Transcreva, por favor, sem qualquer alteração, o trecho do texto sobre o referendo que vai de "Vicarious Liability" até "contudo, demasiado longo.", inclusive.

TEXTO EXTRAÍDO =
______

Vicarious Liability
segunda-feira, fevereiro 12, 2007
  Foi nisto que (não) votámos
Aviso: este post não contém referências religiosas, não tem tanta piada como os do André, nem demonstra o desalento emotivo justificado nos do Diogo, muito menos o rigor e sobriedade dos do Ricardo. Não deixa de ser, contudo, demasiado longo.

No referendo ganhou quem merecia, a abstenção, no primeiro escrutínio em que eu nem contribuí para tal. Se tivesse tanta certeza sobre os números do euromilhões como sempre tive a certeza de que este referendo não ia ser vinculativo, estaria a escrever isto ao mesmo tempo que uma linda mulher me massajava as costas, num bungalow no mar límpido das Caraíbas, depois de uma cansativa viagem no meu jacto particular… ou então nem queria saber do blog. Quanto ao maior número de votos do sim sobre o não pouco importa, primeiro porque a lei iria sempre surgir, mais tarde ou mais cedo, e depois porque tenho cada vez mais a ideia de que muita coisa vai ficar na mesma com uma mudança da lei penal nestes moldes (não me apetece falar sobre isso por enquanto, fica a ideia).

Uma das coisas que me inquieta nestas situações, e de certeza não fui o único a ter este sentimento, é o milagre da multiplicação de movimentos contra e a favor, e consequentemente o milagre da multiplicação de subsídios para os mesmos. Além dos partidos, foram ao nosso bolso dezanove grupos de cidadãos eleitores, cujos nomes e contactos estão no site da Comissão Nacional de Eleições. Resolvi, então, analisar em pormenor um de cada lado da barricada.

______

DADOS EXTRAÍDOS =
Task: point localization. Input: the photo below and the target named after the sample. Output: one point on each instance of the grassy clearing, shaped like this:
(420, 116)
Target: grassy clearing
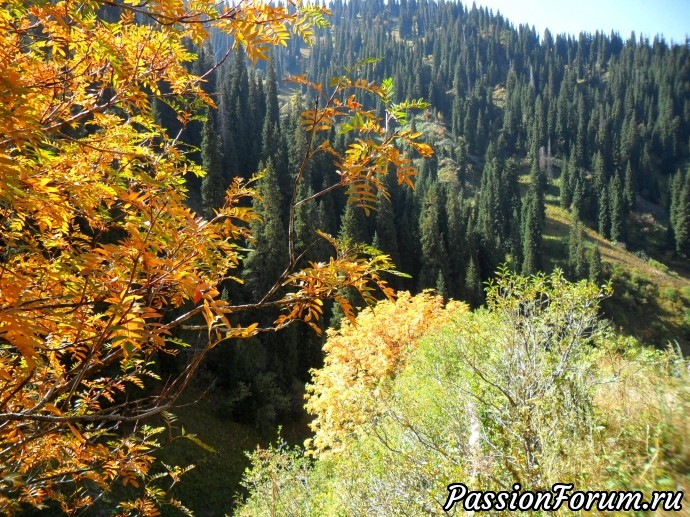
(650, 301)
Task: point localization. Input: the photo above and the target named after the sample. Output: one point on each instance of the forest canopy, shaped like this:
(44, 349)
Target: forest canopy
(102, 259)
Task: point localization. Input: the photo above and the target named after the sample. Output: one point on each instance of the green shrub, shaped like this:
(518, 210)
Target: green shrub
(531, 390)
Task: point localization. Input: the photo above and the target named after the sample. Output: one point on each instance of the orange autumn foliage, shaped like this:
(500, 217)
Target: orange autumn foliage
(101, 260)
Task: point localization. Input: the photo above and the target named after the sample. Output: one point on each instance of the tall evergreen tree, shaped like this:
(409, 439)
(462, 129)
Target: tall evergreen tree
(577, 264)
(618, 212)
(594, 265)
(680, 212)
(434, 254)
(267, 260)
(604, 215)
(213, 184)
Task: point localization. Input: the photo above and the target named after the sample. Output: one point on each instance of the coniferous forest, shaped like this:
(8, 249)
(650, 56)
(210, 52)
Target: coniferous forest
(541, 261)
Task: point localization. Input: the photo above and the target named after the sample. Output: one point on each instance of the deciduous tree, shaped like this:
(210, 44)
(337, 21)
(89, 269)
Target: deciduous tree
(101, 258)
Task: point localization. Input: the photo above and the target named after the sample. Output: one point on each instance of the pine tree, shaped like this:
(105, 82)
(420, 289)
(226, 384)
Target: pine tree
(533, 216)
(680, 213)
(434, 254)
(577, 264)
(629, 190)
(385, 229)
(353, 225)
(266, 262)
(594, 265)
(604, 214)
(213, 184)
(618, 215)
(473, 283)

______

RESULTADO DO EXERCÍCIO =
Vicarious Liability
segunda-feira, fevereiro 12, 2007
  Foi nisto que (não) votámos
Aviso: este post não contém referências religiosas, não tem tanta piada como os do André, nem demonstra o desalento emotivo justificado nos do Diogo, muito menos o rigor e sobriedade dos do Ricardo. Não deixa de ser, contudo, demasiado longo.